*** DATA TO PROCESS ***

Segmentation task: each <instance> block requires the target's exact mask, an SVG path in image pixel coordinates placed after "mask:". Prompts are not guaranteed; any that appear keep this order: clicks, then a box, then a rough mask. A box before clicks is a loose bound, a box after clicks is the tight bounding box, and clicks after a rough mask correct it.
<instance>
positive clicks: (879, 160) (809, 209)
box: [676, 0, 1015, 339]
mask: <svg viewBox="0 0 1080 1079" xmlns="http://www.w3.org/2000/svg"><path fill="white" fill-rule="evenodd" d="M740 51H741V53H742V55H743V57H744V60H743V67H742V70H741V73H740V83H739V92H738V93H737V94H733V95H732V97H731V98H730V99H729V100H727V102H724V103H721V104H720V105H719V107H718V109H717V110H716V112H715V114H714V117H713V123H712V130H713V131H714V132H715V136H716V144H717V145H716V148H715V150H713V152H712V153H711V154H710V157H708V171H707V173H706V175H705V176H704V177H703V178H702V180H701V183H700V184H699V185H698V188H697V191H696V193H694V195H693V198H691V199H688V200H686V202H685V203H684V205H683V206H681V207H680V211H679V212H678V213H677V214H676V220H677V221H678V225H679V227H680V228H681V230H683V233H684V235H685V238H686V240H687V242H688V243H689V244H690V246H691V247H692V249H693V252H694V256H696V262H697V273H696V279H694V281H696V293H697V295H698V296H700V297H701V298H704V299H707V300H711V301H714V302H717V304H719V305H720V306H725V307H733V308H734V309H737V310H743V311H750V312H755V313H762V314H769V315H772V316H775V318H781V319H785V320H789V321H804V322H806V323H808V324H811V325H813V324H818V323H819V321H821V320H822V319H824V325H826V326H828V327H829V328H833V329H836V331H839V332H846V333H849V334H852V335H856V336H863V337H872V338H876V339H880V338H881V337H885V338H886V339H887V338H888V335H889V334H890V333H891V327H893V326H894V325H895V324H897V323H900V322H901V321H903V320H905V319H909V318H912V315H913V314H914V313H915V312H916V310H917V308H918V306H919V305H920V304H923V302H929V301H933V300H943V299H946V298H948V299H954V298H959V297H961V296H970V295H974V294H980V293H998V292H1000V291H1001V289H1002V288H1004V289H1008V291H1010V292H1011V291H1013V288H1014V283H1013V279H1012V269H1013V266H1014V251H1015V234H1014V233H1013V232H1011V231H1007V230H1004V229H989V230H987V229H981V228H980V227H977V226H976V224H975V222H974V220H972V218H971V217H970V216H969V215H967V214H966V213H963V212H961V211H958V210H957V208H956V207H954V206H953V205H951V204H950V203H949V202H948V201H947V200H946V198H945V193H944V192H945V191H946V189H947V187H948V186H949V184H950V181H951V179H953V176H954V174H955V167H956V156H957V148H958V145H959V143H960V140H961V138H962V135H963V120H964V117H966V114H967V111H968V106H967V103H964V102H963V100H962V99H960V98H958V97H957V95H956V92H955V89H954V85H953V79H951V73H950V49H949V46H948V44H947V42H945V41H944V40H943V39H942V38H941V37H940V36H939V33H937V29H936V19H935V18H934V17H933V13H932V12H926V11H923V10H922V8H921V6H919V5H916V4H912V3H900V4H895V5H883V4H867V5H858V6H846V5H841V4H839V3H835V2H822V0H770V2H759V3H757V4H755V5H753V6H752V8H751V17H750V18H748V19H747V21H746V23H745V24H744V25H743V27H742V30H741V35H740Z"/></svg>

*** End of DATA TO PROCESS ***

YOUR INSTRUCTIONS: Render the lines of all the rows above as a JSON array of strings, one string per line, omitting any blank lines.

SOLUTION TO THE EXERCISE:
[
  "Segmentation task: each <instance> block requires the target's exact mask, an SVG path in image pixel coordinates placed after \"mask:\". Prompts are not guaranteed; any that appear keep this order: clicks, then a box, then a rough mask. A box before clicks is a loose bound, a box after clicks is the tight bounding box, and clicks after a rough mask correct it.",
  "<instance>",
  "positive clicks: (879, 160) (809, 209)",
  "box: [676, 0, 1015, 339]",
  "mask: <svg viewBox=\"0 0 1080 1079\" xmlns=\"http://www.w3.org/2000/svg\"><path fill=\"white\" fill-rule=\"evenodd\" d=\"M740 51H741V53H742V55H743V57H744V60H743V67H742V70H741V73H740V83H739V92H738V93H737V94H733V95H732V97H731V98H730V99H729V100H727V102H724V103H721V104H720V105H719V107H718V109H717V110H716V112H715V114H714V117H713V123H712V130H713V131H714V132H715V136H716V144H717V145H716V148H715V150H713V152H712V153H711V154H710V157H708V171H707V173H706V175H705V176H704V177H703V178H702V180H701V183H700V184H699V185H698V188H697V191H696V193H694V195H693V198H691V199H688V200H686V202H685V203H684V205H683V206H681V207H680V211H679V212H678V213H677V214H676V220H677V221H678V225H679V227H680V228H681V230H683V233H684V235H685V238H686V240H687V242H688V243H689V244H690V246H691V247H692V249H693V252H694V256H696V262H697V273H696V279H694V281H696V293H697V295H698V296H700V297H701V298H704V299H707V300H711V301H714V302H717V304H719V305H720V306H725V307H733V308H734V309H737V310H743V311H750V312H755V313H762V314H769V315H772V316H775V318H781V319H785V320H789V321H804V322H806V323H808V324H811V325H813V324H818V323H819V321H821V320H822V319H824V325H826V326H828V327H829V328H833V329H836V331H839V332H846V333H849V334H852V335H856V336H863V337H872V338H876V339H880V338H881V337H885V338H886V339H887V338H888V335H889V334H890V333H891V327H893V326H894V325H895V324H897V323H900V322H901V321H903V320H905V319H909V318H912V315H913V314H914V313H915V312H916V310H917V308H918V306H919V305H920V304H923V302H929V301H933V300H943V299H946V298H948V299H954V298H959V297H961V296H970V295H974V294H980V293H998V292H1000V291H1001V289H1002V288H1004V289H1008V291H1010V292H1011V291H1013V288H1014V283H1013V279H1012V269H1013V266H1014V251H1015V234H1014V233H1013V232H1011V231H1007V230H1004V229H989V230H987V229H981V228H980V227H977V226H976V224H975V222H974V220H972V218H971V217H970V216H969V215H967V214H966V213H963V212H961V211H958V210H957V208H956V207H954V206H953V205H951V204H950V203H949V202H948V201H947V200H946V198H945V193H944V192H945V191H946V189H947V187H948V186H949V184H950V181H951V179H953V176H954V174H955V167H956V156H957V148H958V145H959V143H960V140H961V138H962V135H963V120H964V117H966V114H967V111H968V106H967V103H964V102H963V100H962V99H960V98H958V97H957V95H956V92H955V89H954V85H953V79H951V73H950V49H949V46H948V44H947V42H945V41H944V40H943V39H942V38H941V37H940V36H939V33H937V29H936V19H935V18H934V17H933V13H932V12H926V11H923V10H922V8H921V6H919V5H916V4H912V3H900V4H895V5H883V4H867V5H858V6H846V5H841V4H839V3H835V2H822V0H770V2H759V3H757V4H755V5H753V6H752V8H751V17H750V18H748V19H747V21H746V23H745V24H744V25H743V27H742V30H741V35H740Z\"/></svg>"
]